- **Task**: From the material below, output the stretch from the line containing "# point at: the container" through the end as a numbered list, leaving out any blank lines.
#### Given records
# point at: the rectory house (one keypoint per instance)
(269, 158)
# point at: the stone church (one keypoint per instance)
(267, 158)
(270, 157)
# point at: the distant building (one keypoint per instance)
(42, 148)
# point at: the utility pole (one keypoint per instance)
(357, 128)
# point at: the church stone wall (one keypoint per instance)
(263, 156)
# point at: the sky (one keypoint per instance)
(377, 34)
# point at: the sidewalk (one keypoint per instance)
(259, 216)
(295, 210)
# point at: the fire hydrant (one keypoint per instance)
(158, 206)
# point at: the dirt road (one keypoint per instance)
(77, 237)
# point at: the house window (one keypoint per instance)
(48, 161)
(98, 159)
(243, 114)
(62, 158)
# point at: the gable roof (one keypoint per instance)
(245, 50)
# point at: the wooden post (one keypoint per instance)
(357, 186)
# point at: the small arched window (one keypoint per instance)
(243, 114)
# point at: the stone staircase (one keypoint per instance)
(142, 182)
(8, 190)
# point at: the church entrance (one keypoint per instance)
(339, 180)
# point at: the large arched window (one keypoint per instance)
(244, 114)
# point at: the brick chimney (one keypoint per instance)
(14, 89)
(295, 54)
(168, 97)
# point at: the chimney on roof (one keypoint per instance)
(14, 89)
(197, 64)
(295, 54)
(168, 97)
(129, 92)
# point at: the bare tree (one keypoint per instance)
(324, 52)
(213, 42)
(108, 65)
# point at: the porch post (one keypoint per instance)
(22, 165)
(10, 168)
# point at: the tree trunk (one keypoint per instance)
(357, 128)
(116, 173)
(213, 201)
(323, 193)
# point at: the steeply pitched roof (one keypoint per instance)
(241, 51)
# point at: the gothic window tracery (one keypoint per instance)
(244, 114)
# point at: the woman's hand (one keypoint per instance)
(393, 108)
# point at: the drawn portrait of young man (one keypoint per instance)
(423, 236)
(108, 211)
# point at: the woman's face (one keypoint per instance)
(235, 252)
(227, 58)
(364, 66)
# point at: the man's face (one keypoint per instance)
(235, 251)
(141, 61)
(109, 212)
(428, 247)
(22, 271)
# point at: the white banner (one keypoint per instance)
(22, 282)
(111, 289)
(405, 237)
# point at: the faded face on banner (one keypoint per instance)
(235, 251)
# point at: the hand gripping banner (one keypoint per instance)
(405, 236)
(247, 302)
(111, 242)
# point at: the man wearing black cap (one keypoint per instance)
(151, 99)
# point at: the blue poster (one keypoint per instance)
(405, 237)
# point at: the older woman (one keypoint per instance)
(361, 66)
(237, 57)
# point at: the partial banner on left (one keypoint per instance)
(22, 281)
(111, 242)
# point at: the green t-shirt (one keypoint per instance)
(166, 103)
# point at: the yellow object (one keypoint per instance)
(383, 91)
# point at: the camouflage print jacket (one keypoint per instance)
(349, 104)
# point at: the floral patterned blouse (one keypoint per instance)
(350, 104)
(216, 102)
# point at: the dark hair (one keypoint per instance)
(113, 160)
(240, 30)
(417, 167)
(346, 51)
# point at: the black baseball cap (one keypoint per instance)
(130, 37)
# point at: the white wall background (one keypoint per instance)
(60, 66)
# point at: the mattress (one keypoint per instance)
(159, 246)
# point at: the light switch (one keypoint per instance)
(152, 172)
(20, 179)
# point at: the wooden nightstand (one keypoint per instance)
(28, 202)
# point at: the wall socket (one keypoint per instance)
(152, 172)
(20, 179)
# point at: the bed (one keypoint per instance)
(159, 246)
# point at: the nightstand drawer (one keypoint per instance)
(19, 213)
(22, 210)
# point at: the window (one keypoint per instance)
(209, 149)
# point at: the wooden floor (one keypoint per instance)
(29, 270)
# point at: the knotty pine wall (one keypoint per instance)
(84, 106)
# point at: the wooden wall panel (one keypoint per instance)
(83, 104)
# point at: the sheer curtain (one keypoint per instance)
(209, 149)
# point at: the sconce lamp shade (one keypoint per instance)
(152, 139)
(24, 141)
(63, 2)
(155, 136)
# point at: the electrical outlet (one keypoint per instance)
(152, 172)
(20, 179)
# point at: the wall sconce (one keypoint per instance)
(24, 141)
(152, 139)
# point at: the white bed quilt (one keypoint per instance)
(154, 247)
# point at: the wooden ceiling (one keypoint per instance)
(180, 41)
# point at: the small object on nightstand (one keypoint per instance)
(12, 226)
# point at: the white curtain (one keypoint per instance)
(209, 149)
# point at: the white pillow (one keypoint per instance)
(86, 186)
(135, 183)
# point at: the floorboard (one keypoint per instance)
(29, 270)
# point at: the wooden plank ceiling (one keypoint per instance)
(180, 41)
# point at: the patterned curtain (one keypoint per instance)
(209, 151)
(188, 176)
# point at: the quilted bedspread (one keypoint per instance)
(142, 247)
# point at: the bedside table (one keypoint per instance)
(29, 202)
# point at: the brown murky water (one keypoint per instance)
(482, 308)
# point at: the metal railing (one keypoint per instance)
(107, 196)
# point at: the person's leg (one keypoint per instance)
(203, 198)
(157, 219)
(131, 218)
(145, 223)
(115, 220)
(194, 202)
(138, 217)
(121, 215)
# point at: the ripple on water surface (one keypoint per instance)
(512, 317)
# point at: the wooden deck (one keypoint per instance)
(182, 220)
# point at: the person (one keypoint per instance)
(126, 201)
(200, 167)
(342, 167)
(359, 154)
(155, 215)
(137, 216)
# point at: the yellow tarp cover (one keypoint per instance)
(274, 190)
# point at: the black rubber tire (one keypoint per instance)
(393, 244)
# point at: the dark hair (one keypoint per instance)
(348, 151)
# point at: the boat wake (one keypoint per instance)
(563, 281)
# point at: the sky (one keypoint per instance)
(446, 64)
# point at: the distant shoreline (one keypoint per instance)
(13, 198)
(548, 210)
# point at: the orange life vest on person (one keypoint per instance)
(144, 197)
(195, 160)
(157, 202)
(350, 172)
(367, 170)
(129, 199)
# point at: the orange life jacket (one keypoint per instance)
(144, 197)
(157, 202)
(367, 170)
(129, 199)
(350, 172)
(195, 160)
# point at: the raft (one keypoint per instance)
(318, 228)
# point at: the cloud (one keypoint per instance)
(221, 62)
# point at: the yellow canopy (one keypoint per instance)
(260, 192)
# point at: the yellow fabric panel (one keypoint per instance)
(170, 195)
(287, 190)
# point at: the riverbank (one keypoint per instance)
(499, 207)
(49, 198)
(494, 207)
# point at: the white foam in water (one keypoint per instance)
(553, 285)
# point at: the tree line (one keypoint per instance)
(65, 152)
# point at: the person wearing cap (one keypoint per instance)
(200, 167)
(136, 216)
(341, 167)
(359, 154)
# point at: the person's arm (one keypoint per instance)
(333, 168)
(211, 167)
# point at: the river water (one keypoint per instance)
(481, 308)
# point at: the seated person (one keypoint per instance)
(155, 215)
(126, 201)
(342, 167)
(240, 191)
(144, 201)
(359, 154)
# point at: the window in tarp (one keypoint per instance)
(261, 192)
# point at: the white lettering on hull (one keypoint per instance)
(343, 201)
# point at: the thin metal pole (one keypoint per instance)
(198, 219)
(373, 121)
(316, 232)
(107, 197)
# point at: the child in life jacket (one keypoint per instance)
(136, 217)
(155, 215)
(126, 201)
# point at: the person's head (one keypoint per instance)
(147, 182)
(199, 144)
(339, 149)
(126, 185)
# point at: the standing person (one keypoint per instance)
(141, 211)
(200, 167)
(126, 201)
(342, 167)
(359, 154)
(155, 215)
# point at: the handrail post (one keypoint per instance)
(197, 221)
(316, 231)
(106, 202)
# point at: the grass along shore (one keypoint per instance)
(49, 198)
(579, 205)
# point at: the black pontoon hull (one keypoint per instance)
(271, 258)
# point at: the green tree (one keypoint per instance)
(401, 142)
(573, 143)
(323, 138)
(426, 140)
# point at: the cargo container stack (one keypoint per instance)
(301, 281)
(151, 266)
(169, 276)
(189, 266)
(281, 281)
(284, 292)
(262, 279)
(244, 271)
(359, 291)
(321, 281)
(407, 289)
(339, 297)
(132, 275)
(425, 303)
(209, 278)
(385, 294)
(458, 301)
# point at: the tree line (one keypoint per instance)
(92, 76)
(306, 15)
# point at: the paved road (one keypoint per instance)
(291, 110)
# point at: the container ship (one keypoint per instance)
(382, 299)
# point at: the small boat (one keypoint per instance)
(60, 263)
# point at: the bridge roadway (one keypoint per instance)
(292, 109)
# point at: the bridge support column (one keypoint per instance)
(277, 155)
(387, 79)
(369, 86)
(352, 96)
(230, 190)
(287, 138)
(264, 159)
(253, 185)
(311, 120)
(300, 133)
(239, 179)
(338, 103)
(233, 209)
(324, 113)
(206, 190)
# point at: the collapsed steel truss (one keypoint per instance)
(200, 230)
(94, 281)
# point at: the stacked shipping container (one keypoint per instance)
########
- **Exercise solution**:
1. # point at: the container ship (one keypoint per instance)
2. (382, 299)
3. # point at: the small boat (one keypoint per instance)
4. (60, 263)
5. # point at: the bridge roadway (one keypoint per instance)
6. (292, 109)
7. # point at: the bridge support column (one keypoint per instance)
8. (277, 155)
9. (387, 79)
10. (369, 86)
11. (352, 96)
12. (230, 190)
13. (287, 138)
14. (264, 159)
15. (253, 185)
16. (311, 120)
17. (300, 133)
18. (239, 179)
19. (338, 103)
20. (233, 209)
21. (324, 113)
22. (206, 190)
23. # point at: the collapsed steel truss (one keypoint per instance)
24. (200, 230)
25. (94, 281)
26. # point at: the stacked shipping container (one keypoint per instance)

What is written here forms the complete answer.